• _What this exercise asks_
[a] Read the GEMEO README and decide whether each statement agrees with it: (i) the GEMEO World Model is kept in the same repository as the application stack; (ii) the FastAPI server is started on port 8000; (iii) the data source is Brazilian DATASUS subsystems. For each, answer yes or no and quote the deciding words of the GEMEO README.
[b] Write the next part of the GEMEO README, continuing its data, ethics, and governance section after the line about the data source.

━━━━━ Document section

The GEMEO World Model (the Causal Diffusion Forcing dynamics core) is published separately at Raras-AI/gemeo-world-model (~80 MB) β€” keep that repo for the heavy ckpt, this repo for the application stack that runs on top of it.


Quickstart

import sys; sys.path.append("src")
from gemeo import build_gemeo

twin = await build_gemeo(
    case_text="Menino, 5 anos, ataxia progressiva, telangiectasia, AFP elevado.",
    patient_info={"age": 5, "sex": "M"},
    context={"sus_region": "SP"},
)

twin.diagnoses[:3]              # β†’ e.g. Ataxia-Telangiectasia (ORPHA:100) at top
twin.cohort.members[:5]         # patients-like-mine
twin.risk.survival_curve        # months β†’ P(alive)
twin.drugs.candidates[:3]       # repurposing
twin.next_questions[:3]         # active learning
twin.sus_check.pcdt_url         # PCDT compliance link

For the FastAPI server (production layout β€” same as raras.org runs):

pip install -r requirements.txt
uvicorn gemeo.api:app --reload --port 8000
# POST /api/gemeo/build           β€” create a twin
# POST /api/gemeo/{id}/evolve     β€” add new clinical data
# POST /api/gemeo/{id}/whatif     β€” counterfactual
# GET  /api/gemeo/{id}/{cohort,subgraph,trajectory,risk,drugs,trials,next-questions,sus,viz}

Data, ethics, governance

  • Source: Brazilian DATASUS subsystems (SIH-RD, APAC-SIA, BPA-I, SIM).

━━━━━━━━━━
━━━━━ Recorded information

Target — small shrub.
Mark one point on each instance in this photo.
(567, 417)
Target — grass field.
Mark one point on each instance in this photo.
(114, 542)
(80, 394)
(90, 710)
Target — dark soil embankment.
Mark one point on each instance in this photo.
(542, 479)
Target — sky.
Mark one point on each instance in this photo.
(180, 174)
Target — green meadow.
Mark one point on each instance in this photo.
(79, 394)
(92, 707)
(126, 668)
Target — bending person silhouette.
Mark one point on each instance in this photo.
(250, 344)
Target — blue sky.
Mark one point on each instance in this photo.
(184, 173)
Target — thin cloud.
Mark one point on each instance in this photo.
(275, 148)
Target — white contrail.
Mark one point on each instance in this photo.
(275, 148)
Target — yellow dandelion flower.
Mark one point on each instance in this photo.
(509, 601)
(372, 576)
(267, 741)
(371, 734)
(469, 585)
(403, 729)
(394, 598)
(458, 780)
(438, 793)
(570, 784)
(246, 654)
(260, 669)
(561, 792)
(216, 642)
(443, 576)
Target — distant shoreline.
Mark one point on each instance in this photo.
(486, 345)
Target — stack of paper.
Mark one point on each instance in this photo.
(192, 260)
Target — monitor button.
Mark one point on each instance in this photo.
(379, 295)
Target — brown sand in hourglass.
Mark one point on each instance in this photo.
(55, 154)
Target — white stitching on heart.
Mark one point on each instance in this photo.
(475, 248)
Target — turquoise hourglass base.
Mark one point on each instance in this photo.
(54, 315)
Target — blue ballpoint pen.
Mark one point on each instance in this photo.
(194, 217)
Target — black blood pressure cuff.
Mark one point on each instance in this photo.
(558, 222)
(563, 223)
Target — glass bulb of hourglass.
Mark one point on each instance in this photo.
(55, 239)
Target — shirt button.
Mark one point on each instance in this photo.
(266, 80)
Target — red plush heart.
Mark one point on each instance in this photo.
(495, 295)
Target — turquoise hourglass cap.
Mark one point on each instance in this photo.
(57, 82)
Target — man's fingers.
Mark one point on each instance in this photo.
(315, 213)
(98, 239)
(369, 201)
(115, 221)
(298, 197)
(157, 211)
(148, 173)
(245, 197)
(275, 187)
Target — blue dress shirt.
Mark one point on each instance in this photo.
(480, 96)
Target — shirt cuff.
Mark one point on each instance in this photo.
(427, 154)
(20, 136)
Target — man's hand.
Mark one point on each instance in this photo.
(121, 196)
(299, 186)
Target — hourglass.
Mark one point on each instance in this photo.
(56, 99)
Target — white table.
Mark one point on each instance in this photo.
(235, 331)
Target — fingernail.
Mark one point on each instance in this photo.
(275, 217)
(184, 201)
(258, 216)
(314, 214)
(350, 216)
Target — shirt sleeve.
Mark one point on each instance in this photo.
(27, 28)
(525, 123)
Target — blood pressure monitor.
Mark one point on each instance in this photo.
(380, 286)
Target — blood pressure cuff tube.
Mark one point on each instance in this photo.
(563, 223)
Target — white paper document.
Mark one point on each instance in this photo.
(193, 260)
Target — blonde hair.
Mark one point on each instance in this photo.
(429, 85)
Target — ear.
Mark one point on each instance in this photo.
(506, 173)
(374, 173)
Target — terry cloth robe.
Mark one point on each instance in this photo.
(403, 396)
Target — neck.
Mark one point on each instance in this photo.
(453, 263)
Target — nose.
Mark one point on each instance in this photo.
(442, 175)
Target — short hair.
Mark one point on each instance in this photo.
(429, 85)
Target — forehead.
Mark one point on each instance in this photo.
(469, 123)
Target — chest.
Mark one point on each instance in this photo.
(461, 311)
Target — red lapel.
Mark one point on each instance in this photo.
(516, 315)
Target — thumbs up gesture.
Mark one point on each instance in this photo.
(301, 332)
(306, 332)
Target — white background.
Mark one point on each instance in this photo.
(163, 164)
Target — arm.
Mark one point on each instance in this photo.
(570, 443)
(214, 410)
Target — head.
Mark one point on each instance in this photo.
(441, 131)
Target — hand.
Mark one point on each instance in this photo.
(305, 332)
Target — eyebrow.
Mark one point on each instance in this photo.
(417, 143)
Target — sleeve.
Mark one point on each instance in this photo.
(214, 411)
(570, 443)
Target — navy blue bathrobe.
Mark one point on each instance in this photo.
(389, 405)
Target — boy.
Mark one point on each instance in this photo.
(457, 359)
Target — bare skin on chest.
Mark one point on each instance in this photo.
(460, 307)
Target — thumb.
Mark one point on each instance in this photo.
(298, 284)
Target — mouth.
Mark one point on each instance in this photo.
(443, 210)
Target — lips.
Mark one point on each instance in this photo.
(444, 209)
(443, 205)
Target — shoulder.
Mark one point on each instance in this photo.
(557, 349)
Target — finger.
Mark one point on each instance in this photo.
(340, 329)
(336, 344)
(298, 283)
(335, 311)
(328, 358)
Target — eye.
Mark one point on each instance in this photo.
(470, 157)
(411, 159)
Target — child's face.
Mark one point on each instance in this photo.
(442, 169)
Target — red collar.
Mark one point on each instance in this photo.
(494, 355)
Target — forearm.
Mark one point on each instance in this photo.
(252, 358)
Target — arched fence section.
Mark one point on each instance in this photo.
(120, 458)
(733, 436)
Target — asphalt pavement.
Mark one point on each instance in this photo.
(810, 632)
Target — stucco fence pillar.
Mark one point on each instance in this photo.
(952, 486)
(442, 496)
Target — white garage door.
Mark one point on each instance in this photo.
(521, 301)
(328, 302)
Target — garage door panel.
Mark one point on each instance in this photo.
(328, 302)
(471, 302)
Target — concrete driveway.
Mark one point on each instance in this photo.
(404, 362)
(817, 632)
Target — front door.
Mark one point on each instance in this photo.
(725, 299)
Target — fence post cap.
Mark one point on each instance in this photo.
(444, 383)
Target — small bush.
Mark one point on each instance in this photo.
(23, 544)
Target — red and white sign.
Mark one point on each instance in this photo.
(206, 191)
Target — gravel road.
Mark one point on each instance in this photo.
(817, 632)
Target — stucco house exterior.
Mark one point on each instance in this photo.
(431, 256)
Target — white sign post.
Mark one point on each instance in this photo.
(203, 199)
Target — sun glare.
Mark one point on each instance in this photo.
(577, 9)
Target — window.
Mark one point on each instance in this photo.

━━━━━━━━━━

• _Answers by item_
[a]
(i) No: "is published separately at Raras-AI/gemeo-world-model"
(ii) Yes: "uvicorn gemeo.api:app --reload --port 8000"
(iii) Yes: "Source: Brazilian DATASUS subsystems (SIH-RD, APAC-SIA, BPA-I, SIM)."

[b]
  • Linkage: CNS-hash deterministic (Tier 1 via APAC).
  • De-identification: ages bucketed (5y); UF only (no municΓ­pio); k-anonymity β‰₯ 5.
  • Ethics: Brazilian Res. CNS 466/2012 + 510/2016. LGPD-compliant.
  • Not on this repo: PHI, raw CNS hashes, individual-level data. Only derived embeddings (PrimeKG), trained weights (NeuralSurv, DT-FM), source code, and aggregate metrics.

What's in development (and what Mayo would enable)

The architecture is mode-complete: every box has a working bootstrap or trained slot. The bottleneck is data substrate:

Mode SUS today What Mayo / multimodal substrate unlocks
Trajectory events only (no notes) + 1.65 B clinical notes β†’ richer event tokens
Diagnosis R@1 57% canonical / 200 cases + WES variants + HPO from notes β†’ target R@1 β‰₯ 78% (DeepRare bar)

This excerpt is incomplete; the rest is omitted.